Stored items from a collection:

=== Begin Enclosure ===

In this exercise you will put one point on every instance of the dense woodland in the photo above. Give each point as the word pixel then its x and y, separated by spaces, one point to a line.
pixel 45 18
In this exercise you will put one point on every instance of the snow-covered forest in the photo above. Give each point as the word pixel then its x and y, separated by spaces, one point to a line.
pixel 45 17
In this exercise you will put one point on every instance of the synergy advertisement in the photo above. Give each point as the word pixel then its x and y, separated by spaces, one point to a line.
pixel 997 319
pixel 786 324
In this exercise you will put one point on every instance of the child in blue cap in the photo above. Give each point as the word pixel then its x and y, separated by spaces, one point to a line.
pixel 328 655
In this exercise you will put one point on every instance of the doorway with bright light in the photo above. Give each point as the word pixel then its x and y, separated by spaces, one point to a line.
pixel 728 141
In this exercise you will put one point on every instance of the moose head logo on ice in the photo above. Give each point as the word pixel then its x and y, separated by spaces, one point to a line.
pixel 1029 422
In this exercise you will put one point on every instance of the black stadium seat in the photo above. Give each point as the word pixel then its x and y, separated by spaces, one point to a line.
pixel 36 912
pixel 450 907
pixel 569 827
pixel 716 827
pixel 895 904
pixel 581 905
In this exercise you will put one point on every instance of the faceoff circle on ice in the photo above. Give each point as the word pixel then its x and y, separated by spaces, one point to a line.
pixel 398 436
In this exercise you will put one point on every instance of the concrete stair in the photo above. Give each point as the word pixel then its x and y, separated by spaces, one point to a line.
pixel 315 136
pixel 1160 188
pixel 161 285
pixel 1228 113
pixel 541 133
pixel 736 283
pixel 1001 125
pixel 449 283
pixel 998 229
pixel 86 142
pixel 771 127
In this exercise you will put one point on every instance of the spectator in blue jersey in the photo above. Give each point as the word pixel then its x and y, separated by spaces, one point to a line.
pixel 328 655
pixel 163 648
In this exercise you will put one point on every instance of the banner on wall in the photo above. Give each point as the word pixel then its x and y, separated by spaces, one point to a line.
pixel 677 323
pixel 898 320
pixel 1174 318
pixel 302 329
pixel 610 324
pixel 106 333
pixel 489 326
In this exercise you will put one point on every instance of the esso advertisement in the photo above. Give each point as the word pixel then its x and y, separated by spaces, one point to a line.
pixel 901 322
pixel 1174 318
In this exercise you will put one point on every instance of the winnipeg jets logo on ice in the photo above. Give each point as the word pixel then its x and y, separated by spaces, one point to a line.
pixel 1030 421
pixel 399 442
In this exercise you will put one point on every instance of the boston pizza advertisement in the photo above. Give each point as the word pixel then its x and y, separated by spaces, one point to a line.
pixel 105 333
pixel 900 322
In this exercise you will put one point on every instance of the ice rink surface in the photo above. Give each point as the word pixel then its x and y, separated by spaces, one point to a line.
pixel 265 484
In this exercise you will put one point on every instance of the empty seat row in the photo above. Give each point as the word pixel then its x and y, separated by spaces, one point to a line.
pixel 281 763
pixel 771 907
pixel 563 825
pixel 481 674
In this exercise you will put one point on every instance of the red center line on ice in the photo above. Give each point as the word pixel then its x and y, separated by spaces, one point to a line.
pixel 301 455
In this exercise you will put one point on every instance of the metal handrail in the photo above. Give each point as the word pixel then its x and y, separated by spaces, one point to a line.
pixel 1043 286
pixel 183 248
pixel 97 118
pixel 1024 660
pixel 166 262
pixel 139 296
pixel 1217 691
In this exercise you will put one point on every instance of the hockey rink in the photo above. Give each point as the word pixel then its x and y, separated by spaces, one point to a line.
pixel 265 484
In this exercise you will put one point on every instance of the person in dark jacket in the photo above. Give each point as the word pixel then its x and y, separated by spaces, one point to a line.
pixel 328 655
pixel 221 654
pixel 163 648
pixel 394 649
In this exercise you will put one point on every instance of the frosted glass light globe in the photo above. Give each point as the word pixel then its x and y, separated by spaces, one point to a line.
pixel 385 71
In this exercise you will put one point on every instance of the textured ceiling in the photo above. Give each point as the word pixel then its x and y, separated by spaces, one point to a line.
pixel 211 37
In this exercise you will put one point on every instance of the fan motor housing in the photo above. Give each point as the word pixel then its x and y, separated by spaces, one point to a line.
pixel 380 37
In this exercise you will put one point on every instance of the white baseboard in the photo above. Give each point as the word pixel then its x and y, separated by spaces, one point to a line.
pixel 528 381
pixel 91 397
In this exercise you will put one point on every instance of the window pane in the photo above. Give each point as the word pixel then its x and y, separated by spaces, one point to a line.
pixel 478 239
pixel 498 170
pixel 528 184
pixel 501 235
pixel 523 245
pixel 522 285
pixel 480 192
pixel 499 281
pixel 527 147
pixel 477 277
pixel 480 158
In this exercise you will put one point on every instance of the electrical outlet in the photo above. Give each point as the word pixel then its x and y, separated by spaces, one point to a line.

=== End Enclosure ===

* PROBLEM DETAILS
Please repeat the data above verbatim, all of it.

* RESPONSE AREA
In this exercise you will put one point on every instance of the dense woodland in the photo above. Give each point as the word pixel then its x and y, separated by spaces, one point to a line.
pixel 45 18
In this exercise you will put one point on every instance of the snow-covered forest in the photo above. Give each point as the word pixel then its x and y, separated by spaces, one point to a line.
pixel 45 17
In this exercise you will put one point on every instance of the synergy advertisement in the photo above. Give each point as the word pixel then its x and y, separated by spaces, one point to a line.
pixel 997 319
pixel 786 324
In this exercise you will put one point on every instance of the child in blue cap in the photo above. Give each point as the word pixel then its x and y, separated by spaces, one point to a line.
pixel 328 655
In this exercise you will put one point on every instance of the doorway with bright light in the photo above. Give each point as the word pixel then its x and y, separated by spaces, one point to a line.
pixel 728 141
In this exercise you will put one point on every instance of the moose head logo on ice in the photo above. Give each point as the word pixel then its x and y, separated by spaces, one point to a line.
pixel 1029 422
In this exercise you will put one point on every instance of the black stadium seat in the photo above. Give each point as the word pixel then its x and y, separated by spaces, one point to a line.
pixel 36 912
pixel 450 907
pixel 569 827
pixel 716 827
pixel 895 904
pixel 581 905
In this exercise you will put one point on every instance of the faceoff circle on ice in the photo above. Give each point as the word pixel then its x and y, separated by spaces, one point to a line.
pixel 398 436
In this exercise you will put one point on every instance of the concrete stair in the photo above. Give each point as the word pixel then its x and y, separated by spaces, one point to a line.
pixel 315 136
pixel 1160 188
pixel 161 285
pixel 1228 113
pixel 541 133
pixel 736 283
pixel 1001 125
pixel 449 283
pixel 998 229
pixel 86 142
pixel 771 127
In this exercise you will put one point on every instance of the spectator in blue jersey in the photo above. Give each point as the word pixel then its x and y, separated by spaces, one point to a line.
pixel 328 655
pixel 163 648
In this exercise you will put one point on every instance of the banner on wall in the photo above. Give each point as the word pixel then its x and y, separated by spaces, one point to a line.
pixel 677 323
pixel 898 320
pixel 1174 318
pixel 302 329
pixel 610 324
pixel 106 333
pixel 489 326
In this exercise you will put one point on every instance of the esso advertisement in the photo above. Give each point as the word pixel then its x and y, separated by spaces, one point to a line.
pixel 901 322
pixel 1174 318
In this exercise you will put one point on every instance of the winnipeg jets logo on ice in the photo above. Give each point as the word pixel then its x and y, separated by spaces, one point to a line.
pixel 1030 421
pixel 399 442
In this exercise you will put one point on every instance of the boston pizza advertisement in the photo above. Give each point as the word pixel then its x and y, separated by spaces, one point to a line.
pixel 105 333
pixel 900 322
In this exercise you will put one point on every instance of the ice rink surface in the photo above. Give each point as the word pixel then its x and y, separated by spaces, one point to a line.
pixel 265 484
In this exercise you will put one point on every instance of the empty seat row in the photo above. Give each point as the word pixel then its x and y, separated by spaces, one point to a line.
pixel 281 763
pixel 771 907
pixel 563 825
pixel 481 674
In this exercise you will put one point on every instance of the red center line on ice in the photo above. Give each point as the word pixel then its x and y, separated by spaces, one point to a line.
pixel 301 455
In this exercise you will put one point on every instance of the metal handrail in the photo above. Give each point as the word pixel then its x and y, separated by spaces, one point to a line.
pixel 1043 286
pixel 183 248
pixel 97 118
pixel 1024 660
pixel 166 262
pixel 139 296
pixel 1217 691
In this exercise you will put one point on every instance of the hockey rink in the photo above. Give each point as the word pixel then its x and y, separated by spaces, one point to a line.
pixel 265 484
In this exercise you will put one point on every instance of the person in dark jacket in the photo above. Give each point as the word pixel then its x and y, separated by spaces, one point to a line.
pixel 328 655
pixel 221 654
pixel 163 648
pixel 394 649
In this exercise you will put one point on every instance of the frosted glass light globe in the photo above. Give each point as the word pixel then its x and y, separated by spaces, one point to a line.
pixel 385 71
In this exercise you will put one point on every instance of the textured ceiling in the photo above. Give each point as the word pixel then its x and y, separated by spaces, one point to a line.
pixel 211 37
In this exercise you will put one point on every instance of the fan motor housing in the photo above. Give each point as the word pixel then its x and y, separated by spaces, one point to a line.
pixel 380 37
In this exercise you will put one point on every instance of the white baseboard in the photo above. Give each point as the word pixel then its x and y, separated by spaces, one point to a line.
pixel 528 381
pixel 91 397
In this exercise you will put one point on every instance of the window pane in the photo above. Give each point as the word pixel then its x and y, separated by spaces, one point to a line.
pixel 478 239
pixel 498 170
pixel 528 184
pixel 501 235
pixel 523 245
pixel 522 285
pixel 480 192
pixel 499 281
pixel 527 147
pixel 477 277
pixel 480 158
In this exercise you will put one point on every instance of the electrical outlet in the photo above. Give each point as the word pixel then its x and y, separated by spaces, one point to a line.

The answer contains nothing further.